▸ Short task
Copy every one of the items below word for word, line by line, without changing anything.

▸ Exercise materials
= = =
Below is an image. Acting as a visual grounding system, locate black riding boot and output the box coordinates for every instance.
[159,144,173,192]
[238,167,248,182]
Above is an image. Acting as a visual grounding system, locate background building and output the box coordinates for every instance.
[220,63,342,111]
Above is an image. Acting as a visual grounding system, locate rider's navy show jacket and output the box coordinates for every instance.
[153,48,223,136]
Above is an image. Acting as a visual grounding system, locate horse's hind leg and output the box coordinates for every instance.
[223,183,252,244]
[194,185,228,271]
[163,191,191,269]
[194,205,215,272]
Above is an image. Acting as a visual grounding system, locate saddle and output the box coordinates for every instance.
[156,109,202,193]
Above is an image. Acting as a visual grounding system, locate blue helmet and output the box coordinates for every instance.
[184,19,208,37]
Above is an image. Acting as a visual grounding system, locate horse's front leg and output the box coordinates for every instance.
= = =
▸ Solution
Below is an image. Acting as a visual grounding system, locate black riding boot and output the box coordinates for every instance.
[159,144,173,192]
[238,167,248,182]
Above is an image. Acting as a visual grounding system, locate background building and output the box coordinates for every instance.
[220,63,342,111]
Above is an image. Acting as a visual grounding system, locate rider's navy show jacket and output the box coordinates for every instance.
[153,48,223,136]
Above is an image. Acting as a visual grounding system, locate horse's hind leg and output the box coordinates for every instance.
[223,183,252,244]
[194,185,228,271]
[163,191,191,269]
[194,205,215,272]
Above is an image. Acting as a visual grounding system, locate saddle and output the box coordinates for every instance.
[156,109,202,193]
Above is an image. Acting as a visual grounding system, locate blue helmet and output the box coordinates for every instance.
[184,19,208,37]
Above is an image. Acting as a visual grounding system, locate horse's front leg and output the box coordinates for every instance.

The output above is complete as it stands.